[TASK BRIEF]: Reproduce every line of the items below word for word, leaving out the pictures.
--- BEGIN DATA EXCERPTS ---
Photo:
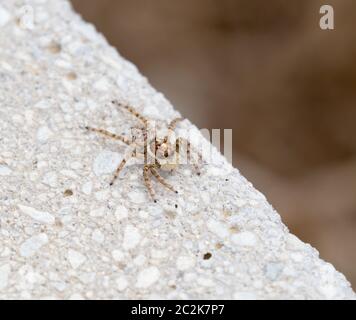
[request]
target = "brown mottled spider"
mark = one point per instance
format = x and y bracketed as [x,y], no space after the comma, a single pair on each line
[158,153]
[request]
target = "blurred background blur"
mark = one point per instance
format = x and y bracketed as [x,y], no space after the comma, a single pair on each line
[285,87]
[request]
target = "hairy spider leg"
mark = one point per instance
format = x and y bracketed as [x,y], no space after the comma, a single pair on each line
[109,134]
[171,127]
[191,150]
[132,111]
[127,157]
[146,177]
--- END DATA EXCERPTS ---
[RESPONSE]:
Photo:
[request]
target = "brown mottled spider"
mark = one point per instance
format = x and y bracketed as [x,y], no space after the comma, a single pair on each line
[158,153]
[request]
target = "blurred background blur"
mark = one point per instance
format = x and y bracketed as [x,y], no space after the comma, a single pair on each line
[285,87]
[request]
target = "hairy spider leg"
mark = one point per instance
format = x and y bracketed as [x,y], no space after the comma, a single pair on each line
[109,134]
[171,127]
[191,150]
[132,111]
[127,157]
[146,177]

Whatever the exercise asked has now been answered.